* begin *
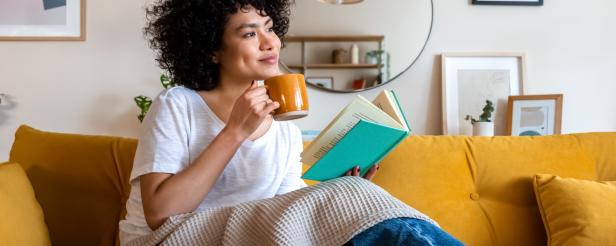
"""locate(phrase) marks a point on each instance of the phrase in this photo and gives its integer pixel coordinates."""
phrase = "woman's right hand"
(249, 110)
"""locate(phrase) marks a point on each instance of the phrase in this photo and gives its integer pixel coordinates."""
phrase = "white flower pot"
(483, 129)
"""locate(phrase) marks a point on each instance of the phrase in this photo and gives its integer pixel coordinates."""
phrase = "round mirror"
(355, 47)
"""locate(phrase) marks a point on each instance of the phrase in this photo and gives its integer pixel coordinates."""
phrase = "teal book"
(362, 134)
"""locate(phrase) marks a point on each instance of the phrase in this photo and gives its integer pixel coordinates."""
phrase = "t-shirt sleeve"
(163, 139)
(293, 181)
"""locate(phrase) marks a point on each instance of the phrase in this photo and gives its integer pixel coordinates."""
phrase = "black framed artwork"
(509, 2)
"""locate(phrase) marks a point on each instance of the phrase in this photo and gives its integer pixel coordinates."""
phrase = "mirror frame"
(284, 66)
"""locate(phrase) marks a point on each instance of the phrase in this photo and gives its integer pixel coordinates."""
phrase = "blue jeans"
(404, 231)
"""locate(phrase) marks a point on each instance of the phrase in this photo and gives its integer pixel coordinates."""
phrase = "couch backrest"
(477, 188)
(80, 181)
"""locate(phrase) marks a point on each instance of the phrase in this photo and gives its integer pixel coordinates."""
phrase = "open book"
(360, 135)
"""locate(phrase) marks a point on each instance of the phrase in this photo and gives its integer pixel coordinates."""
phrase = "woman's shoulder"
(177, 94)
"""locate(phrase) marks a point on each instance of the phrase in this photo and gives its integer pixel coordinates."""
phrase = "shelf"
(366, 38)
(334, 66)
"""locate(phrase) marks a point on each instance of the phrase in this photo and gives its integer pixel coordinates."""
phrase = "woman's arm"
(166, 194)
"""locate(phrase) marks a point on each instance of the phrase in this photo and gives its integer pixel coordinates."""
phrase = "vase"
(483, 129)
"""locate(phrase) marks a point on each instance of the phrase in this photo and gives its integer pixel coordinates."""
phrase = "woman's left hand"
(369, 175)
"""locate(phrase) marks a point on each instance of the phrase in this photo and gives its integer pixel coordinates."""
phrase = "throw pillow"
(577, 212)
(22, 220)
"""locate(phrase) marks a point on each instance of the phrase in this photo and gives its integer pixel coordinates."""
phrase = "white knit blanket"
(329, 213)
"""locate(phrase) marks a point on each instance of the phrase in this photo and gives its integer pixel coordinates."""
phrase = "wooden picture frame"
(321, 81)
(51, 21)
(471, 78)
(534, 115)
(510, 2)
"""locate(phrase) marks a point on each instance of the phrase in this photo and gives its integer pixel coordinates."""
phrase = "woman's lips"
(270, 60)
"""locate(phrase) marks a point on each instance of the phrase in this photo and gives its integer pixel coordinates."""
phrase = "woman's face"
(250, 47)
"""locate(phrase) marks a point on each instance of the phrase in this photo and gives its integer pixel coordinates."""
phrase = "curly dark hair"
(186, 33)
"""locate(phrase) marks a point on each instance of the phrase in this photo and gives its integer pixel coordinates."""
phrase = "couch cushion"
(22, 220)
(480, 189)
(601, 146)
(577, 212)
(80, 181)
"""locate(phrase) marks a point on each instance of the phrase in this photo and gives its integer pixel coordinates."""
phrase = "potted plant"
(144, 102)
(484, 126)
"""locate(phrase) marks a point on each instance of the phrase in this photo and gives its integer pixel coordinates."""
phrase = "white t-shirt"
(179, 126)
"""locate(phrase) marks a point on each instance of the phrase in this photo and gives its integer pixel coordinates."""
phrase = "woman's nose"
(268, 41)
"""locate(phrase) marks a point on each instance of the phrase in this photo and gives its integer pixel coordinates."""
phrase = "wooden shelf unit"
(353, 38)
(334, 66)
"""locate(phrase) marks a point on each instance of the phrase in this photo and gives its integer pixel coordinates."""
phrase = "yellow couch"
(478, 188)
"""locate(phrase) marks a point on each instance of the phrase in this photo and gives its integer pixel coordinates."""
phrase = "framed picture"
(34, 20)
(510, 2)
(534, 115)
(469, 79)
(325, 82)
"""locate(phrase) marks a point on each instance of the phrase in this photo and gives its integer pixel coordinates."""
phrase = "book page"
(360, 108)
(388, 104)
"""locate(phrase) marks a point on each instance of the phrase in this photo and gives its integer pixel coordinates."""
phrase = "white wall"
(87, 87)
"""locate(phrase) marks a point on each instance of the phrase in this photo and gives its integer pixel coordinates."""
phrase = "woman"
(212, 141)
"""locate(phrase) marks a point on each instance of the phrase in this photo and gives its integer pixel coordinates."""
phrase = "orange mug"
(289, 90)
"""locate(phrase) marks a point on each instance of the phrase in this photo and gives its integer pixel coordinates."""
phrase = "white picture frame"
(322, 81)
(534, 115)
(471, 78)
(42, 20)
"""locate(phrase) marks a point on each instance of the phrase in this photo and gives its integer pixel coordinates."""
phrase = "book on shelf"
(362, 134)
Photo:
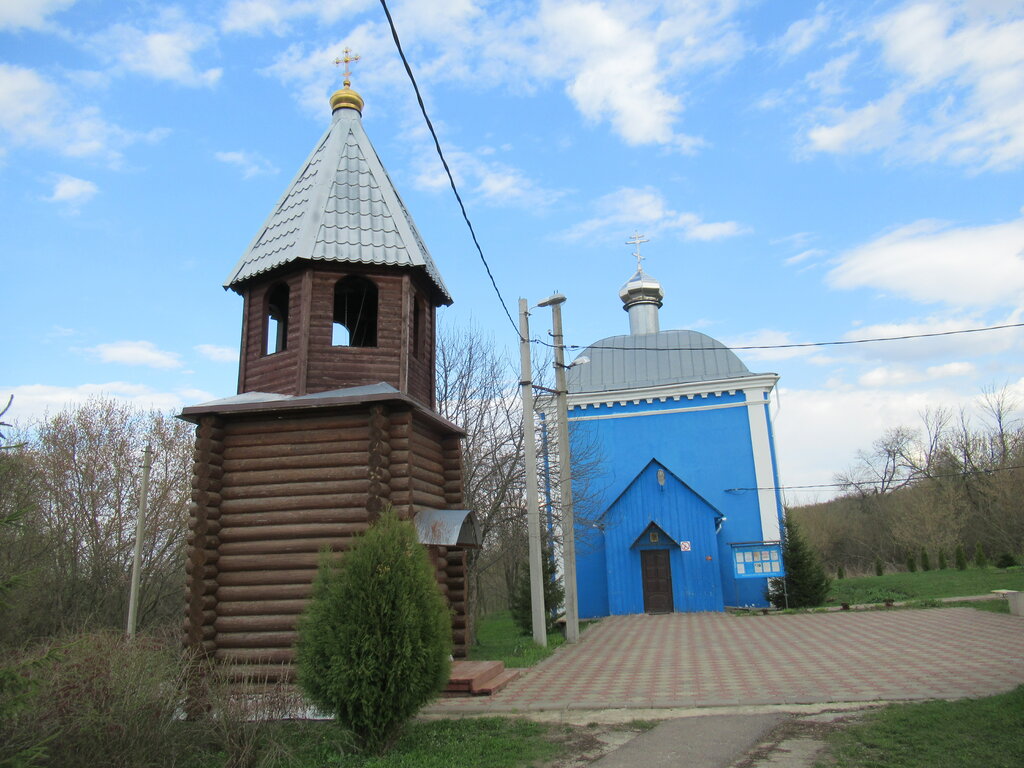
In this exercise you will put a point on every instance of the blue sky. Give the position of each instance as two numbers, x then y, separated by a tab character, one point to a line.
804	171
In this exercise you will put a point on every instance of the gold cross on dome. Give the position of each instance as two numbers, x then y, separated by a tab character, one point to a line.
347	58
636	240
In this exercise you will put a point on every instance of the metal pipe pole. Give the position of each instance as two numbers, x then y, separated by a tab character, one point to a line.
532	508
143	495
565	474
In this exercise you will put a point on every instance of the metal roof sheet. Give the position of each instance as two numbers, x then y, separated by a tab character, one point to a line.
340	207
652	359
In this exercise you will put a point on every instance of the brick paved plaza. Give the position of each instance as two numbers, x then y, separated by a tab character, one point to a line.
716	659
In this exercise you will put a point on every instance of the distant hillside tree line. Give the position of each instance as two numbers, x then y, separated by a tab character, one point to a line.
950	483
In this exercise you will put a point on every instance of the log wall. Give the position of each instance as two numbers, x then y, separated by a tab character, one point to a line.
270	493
* end *
GOAL OF THE EXERCISE → Transcribe the preceding listing in its entirety and with exact wording, leaving out pictures.

EXERCISE OUTPUT →
"""locate(phrase) marks a point on each instance of the phrase in this photo and gives its integer pixel coordinates."""
phrase = "woman's right hand"
(249, 110)
"""locate(phrase) marks a point on each instance of the phrase in this photo and gives its integer pixel coordinates."""
phrase = "white flower pot"
(483, 129)
"""locate(phrase) marks a point on each instance of the phrase in this photo and gives its integer pixel coordinates."""
phrase = "round mirror"
(355, 47)
"""locate(phrase) marks a point on each instance of the phrase in this photo and gives its integer pixel coordinates."""
phrase = "teal book"
(362, 134)
"""locate(phrase) marks a point on each instance of the phrase in this photo and gives its integer pixel coordinates."""
phrase = "t-shirt sleeve"
(163, 139)
(293, 181)
"""locate(phrase) marks a point on each instance of the phrase in this photo and gives its integer pixel coordinates."""
phrase = "black framed artwork"
(509, 2)
"""locate(phrase) marks a point on each instance of the phrase in this photo and gives its integer pixel coordinates."""
phrase = "mirror frame"
(284, 66)
"""locate(phrase) marks a point on each instance of the phrase in this photo and gives its integer pixel coordinates."""
phrase = "blue jeans"
(404, 231)
"""locate(phrase) marks a point on each instance of the phrase in this photo and gives its integer pixel coordinates."""
phrase = "couch backrest"
(477, 188)
(80, 181)
"""locate(phrase) marks a point on each instance of the phrase in this photo and gives its integer pixel coordinates."""
phrase = "open book"
(360, 135)
"""locate(phrase) marks a point on each instance of the phrase in this photo and gives its integer pixel coordinates."""
phrase = "woman's shoulder"
(177, 94)
"""locate(phrase) marks a point on each instance of the phrase in this photo and gives its integer pixel coordinates."""
phrase = "shelf"
(366, 38)
(334, 66)
"""locate(phrase) marks a point on each instance of the phrase in this photo and gives its integer pixel coordinates."""
phrase = "woman's arm"
(166, 194)
"""locate(phrase) marks a point on each instance of the phrase in this photo and gives its integer pixel coordinates."""
phrase = "vase"
(483, 129)
"""locate(phrase) marks a point on each instance of the phrase in this photo and gives its integer pixel coordinates."""
phrase = "woman's left hand"
(369, 175)
"""locate(phrase) marks a point on each instance of the phrase in this photo and gives its integer pixel coordinates."""
phrase = "throw pillow"
(577, 212)
(22, 220)
"""locate(phrase) marks a point on each instance of the phrase in this photo and gives its integer pixel coordinates."""
phrase = "white knit blanket"
(329, 213)
"""locate(phrase) marks a point on each instance of the phrase in this photo and gives its integer pixel coordinates."""
phrase = "wooden picture frame"
(321, 81)
(51, 21)
(471, 78)
(534, 115)
(510, 2)
"""locate(phrase) marks a point on each instance of the phrase in this photo and gives its integer pixel coordinates."""
phrase = "woman's lips"
(270, 60)
"""locate(phrase) marks a point on each instance of the phrase in this photo and gives its integer pixel coordinates."""
phrase = "woman's face"
(250, 47)
"""locate(phrase) marks a point on each instance of the phrase in this photo and gives its integer pixel coordinates."""
phrase = "curly dark hair"
(186, 33)
"""locate(phrase) marks a point on each instance of the phrase in this photo and gives its integer pixel coordinates."""
phrase = "couch cushion"
(22, 220)
(480, 189)
(601, 146)
(577, 212)
(80, 181)
"""locate(phrase) marks a point on each instance of the phrase in this photo and gives its integer pixel coordinates."""
phrase = "potted plant"
(144, 102)
(484, 126)
"""locate(phrase) marks a point on each instance of the phrase in this photo and gives its integer pixel coordinates."""
phrase = "white t-shirt"
(179, 126)
"""locate(phrase) marks a point on each instance of the phrase in this photo and gives its integer pixel coordinates."""
phrase = "woman's nose"
(268, 41)
"""locate(phrase) marks a point on each instance of the phrase in this photo and gives its integer pixel coordinates."""
phrase = "wooden shelf unit"
(353, 38)
(334, 66)
"""locate(phrase) marks a point on each instance of the phrase in this photo and gives its integer pixel coordinates."""
phrase = "yellow couch"
(478, 188)
"""locate(phrase) marks a point on each instance of the phrase in this photo and gives its integer pixel coordinates."""
phrase = "framed picture"
(34, 20)
(510, 2)
(534, 115)
(469, 79)
(325, 82)
"""locate(phrase) marks a point on each instance of the phrase in this photo and gives its integer pixel coordinates."""
phrase = "book page"
(360, 108)
(388, 104)
"""locate(phrase) marks a point on each instance of the phrase in this photo and gives its integer pixel coordinates."""
phrase = "white wall"
(87, 87)
"""locate(phrase) marks a point on each instance of the phrase in this photo and gives its integer pixel coordinates."""
phrase = "woman"
(212, 141)
"""locate(phrase) marks a point on each instance of the phrase in this photo and gives its integer pixel coordinates."""
phrase = "orange mug"
(289, 90)
"""locate(phrase) marks a point on each instance of the phrase in this photo and gives its integer pixel coordinates."""
phrase = "white picture frame"
(322, 81)
(534, 115)
(471, 78)
(42, 20)
"""locate(phrase) marks a point on each instance of the phrase in this photo and gives its integer pixel coordinates."""
phrase = "book on shelf"
(362, 134)
Photo:
In this exercise you will put a point on every instance of the blue sky. Give the position of each instance as two numbers, x then y, separated by a tab character, one point to a line.
804	171
In this exercise you will put a point on every instance of the gold cross on dome. Give the position of each instance as two numbers, x then y, separated by a tab character, one point to a line.
347	58
636	240
In this exercise you will put a point on every instance of the metal pipe pole. Give the position of each instance as two numbers, x then y, separated by a tab character, one point to a line.
532	508
143	495
565	474
In this exercise you will put a point on every instance of the metal roof sheet. Give the position of each instance as two numbers, x then y, separated by a tab character, one point to a line.
340	207
652	359
In this exercise you will put a point on every instance of the brick paved plaza. Give the position of each instance as two numbers, x then y, separated by a tab character, one point to a line.
716	659
In this exercise you will put a point on every instance of the distant hillside tree line. Give the position of each instance as two numbers, x then y, separated by a tab character, one point to a line.
950	483
In this exercise you will put a point on every instance of the log wall. Give the position of each instance as two numbers, x then y, separated by a tab character, one point to a line.
270	493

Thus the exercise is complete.